* Records for processing
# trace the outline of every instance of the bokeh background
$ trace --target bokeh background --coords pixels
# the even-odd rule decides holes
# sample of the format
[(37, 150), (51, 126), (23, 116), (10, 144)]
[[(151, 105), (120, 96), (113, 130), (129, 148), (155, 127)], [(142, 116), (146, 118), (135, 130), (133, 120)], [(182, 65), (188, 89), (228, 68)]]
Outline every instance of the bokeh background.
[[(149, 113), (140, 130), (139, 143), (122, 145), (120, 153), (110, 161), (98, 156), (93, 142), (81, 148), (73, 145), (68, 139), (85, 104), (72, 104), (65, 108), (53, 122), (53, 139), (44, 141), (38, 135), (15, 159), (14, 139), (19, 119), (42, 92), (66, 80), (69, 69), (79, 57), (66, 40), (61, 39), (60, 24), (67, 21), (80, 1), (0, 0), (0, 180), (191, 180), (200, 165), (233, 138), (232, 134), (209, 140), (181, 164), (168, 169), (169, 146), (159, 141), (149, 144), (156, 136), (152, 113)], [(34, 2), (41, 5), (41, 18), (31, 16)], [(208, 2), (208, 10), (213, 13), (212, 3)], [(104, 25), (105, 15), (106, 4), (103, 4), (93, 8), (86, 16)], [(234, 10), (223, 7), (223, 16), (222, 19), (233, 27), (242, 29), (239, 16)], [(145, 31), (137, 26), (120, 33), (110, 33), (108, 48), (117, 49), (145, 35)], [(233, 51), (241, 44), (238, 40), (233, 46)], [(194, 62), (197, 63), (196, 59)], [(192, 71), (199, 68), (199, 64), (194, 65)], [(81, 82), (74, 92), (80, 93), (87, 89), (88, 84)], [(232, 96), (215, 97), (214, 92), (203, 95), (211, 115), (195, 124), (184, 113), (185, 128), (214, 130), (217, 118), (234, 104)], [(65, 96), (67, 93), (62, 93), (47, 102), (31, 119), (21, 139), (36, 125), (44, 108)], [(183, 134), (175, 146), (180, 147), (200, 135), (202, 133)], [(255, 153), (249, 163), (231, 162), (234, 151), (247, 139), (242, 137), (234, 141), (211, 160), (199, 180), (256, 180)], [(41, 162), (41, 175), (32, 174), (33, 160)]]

* Work to complete
Reproduce all the records, swapping every occurrence of "bokeh background" for "out-of-focus background" and leaving everything else unchanged.

* Expected answer
# trace the outline of every instance of the out-of-focus background
$ trace --target out-of-focus background --coords pixels
# the even-odd rule decides holes
# sample of the format
[(37, 150), (51, 126), (23, 116), (10, 144)]
[[(151, 105), (120, 96), (113, 130), (129, 148), (155, 127)], [(142, 116), (146, 118), (135, 130), (133, 120)], [(182, 65), (188, 89), (228, 68)]]
Outline every instance of the out-of-focus background.
[[(149, 113), (140, 130), (139, 143), (122, 145), (120, 153), (110, 161), (98, 156), (93, 142), (81, 148), (73, 145), (68, 139), (85, 104), (72, 104), (65, 108), (53, 122), (53, 139), (44, 141), (38, 135), (15, 159), (14, 139), (19, 119), (42, 92), (66, 80), (69, 69), (79, 57), (66, 40), (61, 39), (60, 24), (67, 21), (80, 1), (0, 0), (0, 180), (191, 180), (200, 165), (233, 138), (232, 134), (209, 140), (181, 164), (168, 169), (169, 146), (159, 141), (149, 144), (156, 136), (152, 113)], [(34, 2), (41, 5), (41, 18), (31, 16)], [(208, 2), (208, 10), (213, 13), (212, 3)], [(104, 25), (105, 15), (106, 4), (103, 4), (93, 8), (86, 16)], [(234, 10), (223, 7), (223, 16), (222, 19), (233, 27), (242, 29), (239, 16)], [(145, 31), (137, 26), (120, 33), (110, 33), (108, 48), (117, 49), (145, 35)], [(233, 51), (241, 44), (238, 40), (233, 46)], [(194, 62), (197, 63), (196, 59)], [(192, 71), (199, 68), (199, 64), (194, 65)], [(81, 82), (74, 92), (80, 93), (87, 89), (88, 84)], [(232, 96), (215, 97), (214, 92), (203, 95), (211, 115), (195, 124), (184, 113), (185, 128), (214, 130), (217, 118), (234, 104)], [(65, 96), (67, 93), (62, 93), (47, 102), (31, 119), (21, 139), (36, 125), (44, 108)], [(183, 134), (175, 146), (180, 147), (200, 135), (202, 133)], [(255, 153), (249, 163), (231, 162), (234, 151), (247, 139), (242, 137), (234, 141), (211, 160), (199, 180), (256, 180)], [(41, 162), (41, 175), (32, 174), (33, 160)]]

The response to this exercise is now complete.